Find the line holding "glass, one per instance" in the entries below. Give it again exactly, along with every line after it up to and including the line holding "building window, one per instance".
Start of Exercise data
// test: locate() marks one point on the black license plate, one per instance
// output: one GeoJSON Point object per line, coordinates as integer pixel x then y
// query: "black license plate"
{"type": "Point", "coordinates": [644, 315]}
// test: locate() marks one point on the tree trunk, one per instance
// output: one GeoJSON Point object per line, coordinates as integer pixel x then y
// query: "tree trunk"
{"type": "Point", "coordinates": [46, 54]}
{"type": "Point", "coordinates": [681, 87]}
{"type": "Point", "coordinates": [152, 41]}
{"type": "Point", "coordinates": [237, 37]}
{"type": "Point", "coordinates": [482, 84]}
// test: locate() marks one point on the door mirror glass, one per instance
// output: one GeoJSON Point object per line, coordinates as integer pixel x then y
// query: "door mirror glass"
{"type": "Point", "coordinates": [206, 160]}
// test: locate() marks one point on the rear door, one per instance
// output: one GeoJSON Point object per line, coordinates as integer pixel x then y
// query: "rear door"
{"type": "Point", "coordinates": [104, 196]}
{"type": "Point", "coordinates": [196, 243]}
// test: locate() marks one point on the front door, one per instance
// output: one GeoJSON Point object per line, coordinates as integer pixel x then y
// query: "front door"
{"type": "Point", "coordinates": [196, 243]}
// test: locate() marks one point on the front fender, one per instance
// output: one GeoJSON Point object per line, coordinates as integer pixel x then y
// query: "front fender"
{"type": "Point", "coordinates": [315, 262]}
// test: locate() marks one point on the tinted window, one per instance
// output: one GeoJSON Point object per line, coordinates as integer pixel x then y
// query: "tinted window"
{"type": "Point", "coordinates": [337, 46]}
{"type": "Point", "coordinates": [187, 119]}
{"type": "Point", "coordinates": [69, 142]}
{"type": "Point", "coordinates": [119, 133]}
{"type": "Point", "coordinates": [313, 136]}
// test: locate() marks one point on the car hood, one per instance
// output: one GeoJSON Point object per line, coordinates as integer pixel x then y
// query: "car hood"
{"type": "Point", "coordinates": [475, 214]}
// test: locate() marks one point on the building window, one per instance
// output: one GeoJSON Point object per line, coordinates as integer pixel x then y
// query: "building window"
End of Exercise data
- _Your solution_
// test: locate() marks one point on the door mirror glass, one per instance
// output: one GeoJSON Point object per line, coordinates as integer pixel x then y
// query: "door mirror glass"
{"type": "Point", "coordinates": [206, 160]}
// test: locate() marks one point on the rear door, one per instance
// output: one GeoJSON Point object per line, coordinates as integer pixel x then y
// query: "rear door"
{"type": "Point", "coordinates": [104, 196]}
{"type": "Point", "coordinates": [196, 243]}
// test: locate() marks one point on the front door, one per instance
// output: one GeoJSON Point object per line, coordinates as integer pixel x then y
// query: "front door"
{"type": "Point", "coordinates": [196, 243]}
// test: locate() marks one point on the front fender, one per instance
// output: one GeoJSON Point object per line, coordinates as integer pixel x then y
// query: "front fender"
{"type": "Point", "coordinates": [315, 262]}
// test: locate() marks one point on the tinted window, one per instance
// output: one GeoJSON Point object per line, coordinates as integer pixel x then y
// query: "tinted window"
{"type": "Point", "coordinates": [337, 46]}
{"type": "Point", "coordinates": [187, 119]}
{"type": "Point", "coordinates": [69, 142]}
{"type": "Point", "coordinates": [119, 133]}
{"type": "Point", "coordinates": [313, 136]}
// test: locate() marks one point on the car hood, one per instance
// output: one GeoJSON Point object per line, coordinates as integer pixel x then y
// query: "car hood"
{"type": "Point", "coordinates": [475, 214]}
// test: locate() marks one point on the building window, one per instance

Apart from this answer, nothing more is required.